基本ノウハウ
CSを向上させたいが、どのように取り組むべきか迷っている方も多いのではないでしょうか。CSを向上させるためには、CSを調査する方法や、ITツールを活用する方法、ESを向上させる方法などさまざまな方法があります。
本記事ではCS向上とはどのようなものか、具体的な方法や取り組み事例まで紹介します。
CSとはどのようなものか、概要や向上させるメリットについて解説します。
CS(顧客満足度)とは、「Customer Satisfaction」の頭文字を取ったものです。商品やサービスに対する顧客の満足度を数字化しています。CS向上とは、現状のCSをより高めるために行う施策です。
CSを高めることで、顧客のリピート率を高め再来店を促せます。
CSを向上させることのメリットは、以下のものが挙げられます。
・商品や店舗へのリピーター増加
・口コミによる新規顧客の獲得
・企業価値そのものが上がる
既存顧客からの良い口コミが新規顧客に伝わることで、新規顧客の獲得につながることもメリットです。このような良い循環が生まれた結果、ブランド力の向上にもつながります。
顧客満足度が高いほど、顧客が再度サービスや商品を利用する可能性が高まり、長期的に商品を購入してもらいやすくなります。
長期的にサービスを利用し続ける顧客が増えることで、安定した売上の確保が可能です。また、既存顧客が競合他社に流れにくくなり、優位性を確保しやすくなります。
CS向上のメリットは、口コミにより新規顧客が獲得しやすくなる点です。近年ではSNSでの口コミの影響力が高まり、口コミによる評判は新規顧客の獲得しやすさに大きく影響します。
口コミによる効果は広告費を必要としないため、CS向上は余分な広告費の削減にもつながります。
CSが向上することで、企業全体のブランド力があがる点は大きなメリットです。ブランド力が上がることで、競合他社よりも優位に立ちやすくなり、価格競争にも巻き込まれにくくなります。

課題 1: 抜粋によると、CSは何の頭文字を取ったものですか。
この抜粋と記録の間には何の関係もありません。

表示データ:
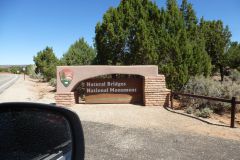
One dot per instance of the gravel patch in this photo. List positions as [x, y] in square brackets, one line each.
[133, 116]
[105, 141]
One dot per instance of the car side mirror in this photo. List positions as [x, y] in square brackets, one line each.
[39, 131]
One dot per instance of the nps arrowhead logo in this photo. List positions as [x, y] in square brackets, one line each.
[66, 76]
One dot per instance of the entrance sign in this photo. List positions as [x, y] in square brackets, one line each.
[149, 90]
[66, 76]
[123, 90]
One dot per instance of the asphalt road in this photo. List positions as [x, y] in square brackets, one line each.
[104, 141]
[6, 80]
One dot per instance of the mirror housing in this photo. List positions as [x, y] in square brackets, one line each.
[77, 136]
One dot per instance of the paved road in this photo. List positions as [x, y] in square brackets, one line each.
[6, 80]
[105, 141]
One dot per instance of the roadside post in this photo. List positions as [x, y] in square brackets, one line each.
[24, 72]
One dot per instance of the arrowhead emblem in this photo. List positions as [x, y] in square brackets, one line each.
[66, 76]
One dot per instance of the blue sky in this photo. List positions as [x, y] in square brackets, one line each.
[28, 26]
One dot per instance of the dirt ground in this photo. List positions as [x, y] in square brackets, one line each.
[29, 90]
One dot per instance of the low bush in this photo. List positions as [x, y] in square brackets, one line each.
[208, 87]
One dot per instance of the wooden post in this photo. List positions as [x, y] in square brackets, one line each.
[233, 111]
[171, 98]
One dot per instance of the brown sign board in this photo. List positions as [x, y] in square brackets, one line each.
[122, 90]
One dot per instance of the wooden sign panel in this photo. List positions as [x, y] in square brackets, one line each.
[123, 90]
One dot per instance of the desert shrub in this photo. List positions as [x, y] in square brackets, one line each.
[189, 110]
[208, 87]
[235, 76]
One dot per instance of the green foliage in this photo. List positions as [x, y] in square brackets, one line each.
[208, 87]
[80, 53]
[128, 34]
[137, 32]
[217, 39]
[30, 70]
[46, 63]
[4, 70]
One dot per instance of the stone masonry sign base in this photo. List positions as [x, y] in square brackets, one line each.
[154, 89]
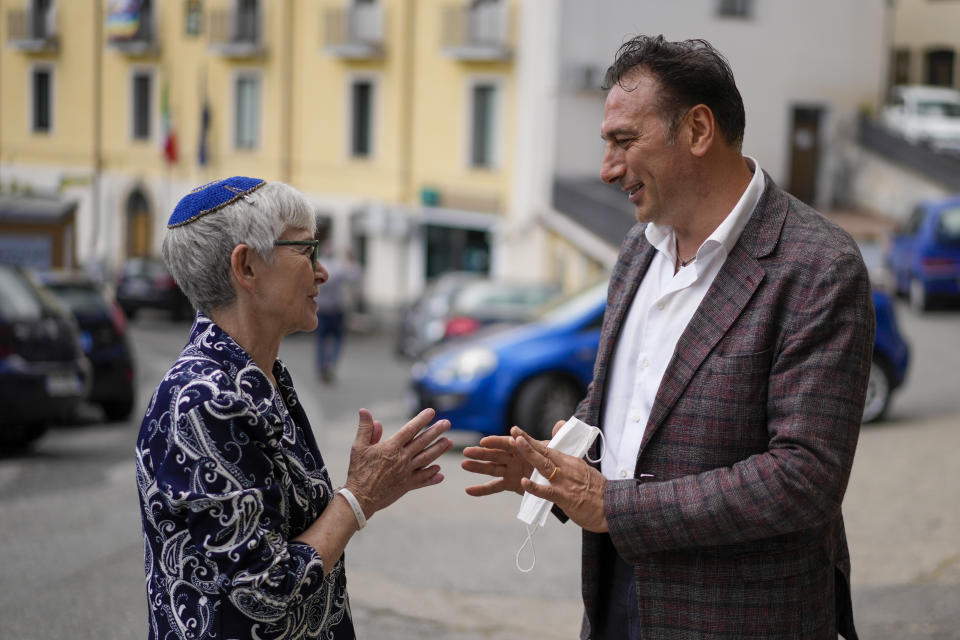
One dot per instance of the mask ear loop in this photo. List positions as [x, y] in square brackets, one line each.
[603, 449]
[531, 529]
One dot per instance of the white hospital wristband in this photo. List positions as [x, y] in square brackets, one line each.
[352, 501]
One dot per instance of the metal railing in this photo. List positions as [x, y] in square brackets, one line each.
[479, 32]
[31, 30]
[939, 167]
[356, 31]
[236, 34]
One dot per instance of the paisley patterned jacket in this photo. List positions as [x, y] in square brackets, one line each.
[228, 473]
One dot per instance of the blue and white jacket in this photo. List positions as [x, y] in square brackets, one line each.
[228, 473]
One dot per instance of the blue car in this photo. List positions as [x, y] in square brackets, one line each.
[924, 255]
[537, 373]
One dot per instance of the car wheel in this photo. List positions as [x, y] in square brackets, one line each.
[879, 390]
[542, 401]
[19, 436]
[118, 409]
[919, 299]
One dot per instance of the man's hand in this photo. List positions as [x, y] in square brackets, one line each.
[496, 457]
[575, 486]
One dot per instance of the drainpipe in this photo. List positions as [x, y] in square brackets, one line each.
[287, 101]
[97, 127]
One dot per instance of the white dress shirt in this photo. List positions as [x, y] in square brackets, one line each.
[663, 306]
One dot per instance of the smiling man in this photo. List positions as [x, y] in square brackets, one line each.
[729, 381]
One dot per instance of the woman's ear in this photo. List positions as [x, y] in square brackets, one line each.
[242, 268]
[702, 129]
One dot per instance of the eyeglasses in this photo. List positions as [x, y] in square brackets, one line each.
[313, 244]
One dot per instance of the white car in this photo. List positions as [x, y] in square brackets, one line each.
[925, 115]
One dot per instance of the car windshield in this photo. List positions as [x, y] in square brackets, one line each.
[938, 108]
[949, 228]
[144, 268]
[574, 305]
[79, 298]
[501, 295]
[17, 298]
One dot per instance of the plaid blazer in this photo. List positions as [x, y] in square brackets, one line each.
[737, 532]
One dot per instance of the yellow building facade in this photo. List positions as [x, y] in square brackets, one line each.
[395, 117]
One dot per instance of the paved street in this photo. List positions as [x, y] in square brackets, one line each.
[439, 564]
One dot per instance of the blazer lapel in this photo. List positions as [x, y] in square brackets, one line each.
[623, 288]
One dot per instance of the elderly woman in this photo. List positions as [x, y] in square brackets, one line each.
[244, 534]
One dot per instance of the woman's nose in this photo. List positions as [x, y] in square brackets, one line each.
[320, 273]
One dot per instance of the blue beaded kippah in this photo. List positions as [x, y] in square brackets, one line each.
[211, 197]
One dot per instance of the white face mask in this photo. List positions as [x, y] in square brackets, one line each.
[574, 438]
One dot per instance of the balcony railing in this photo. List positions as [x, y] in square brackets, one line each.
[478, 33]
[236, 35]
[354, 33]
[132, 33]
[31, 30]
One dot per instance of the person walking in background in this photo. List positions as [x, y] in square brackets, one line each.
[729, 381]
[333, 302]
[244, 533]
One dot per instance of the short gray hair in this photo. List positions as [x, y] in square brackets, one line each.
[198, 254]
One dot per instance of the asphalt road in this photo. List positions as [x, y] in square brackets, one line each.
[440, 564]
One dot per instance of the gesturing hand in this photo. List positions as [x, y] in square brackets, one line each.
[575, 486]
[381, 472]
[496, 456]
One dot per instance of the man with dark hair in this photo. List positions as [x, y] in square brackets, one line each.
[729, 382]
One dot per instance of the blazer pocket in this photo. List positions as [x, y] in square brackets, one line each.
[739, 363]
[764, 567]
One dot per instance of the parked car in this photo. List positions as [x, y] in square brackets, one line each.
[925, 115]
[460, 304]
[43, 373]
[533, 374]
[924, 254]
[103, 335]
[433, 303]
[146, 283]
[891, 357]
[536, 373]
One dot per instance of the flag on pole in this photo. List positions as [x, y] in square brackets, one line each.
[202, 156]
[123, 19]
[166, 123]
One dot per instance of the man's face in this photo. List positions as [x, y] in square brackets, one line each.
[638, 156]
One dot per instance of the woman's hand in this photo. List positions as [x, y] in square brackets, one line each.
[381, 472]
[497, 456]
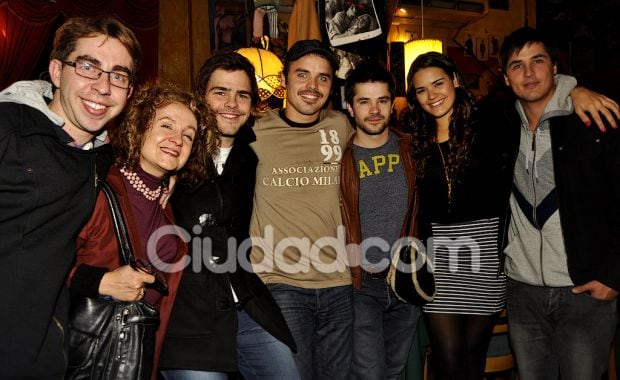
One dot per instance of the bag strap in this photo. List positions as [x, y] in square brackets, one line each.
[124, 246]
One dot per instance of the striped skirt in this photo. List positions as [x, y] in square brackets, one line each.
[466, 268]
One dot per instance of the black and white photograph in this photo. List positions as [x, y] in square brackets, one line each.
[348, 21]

課題 2: 記録の中から、文字列「woman」を含む行をすべて特定してください。大文字と小文字は区別します。

出力結果 1: 「Customer Satisfaction」の頭文字です。

出力結果 2:
One dot per instance of the woman's ear in this photo. List positions as [x, y] in square brackets, one line each.
One dot per instance of the elderly woman in this photo. List positions as [x, y] in square brackets, one line each.
One dot per instance of the woman's nose in this photo. List positions as [x, y] in square brackets, one line each.
One dot per instance of the woman's hand in this photo. List positions as [x, y] in square brackets, one line each.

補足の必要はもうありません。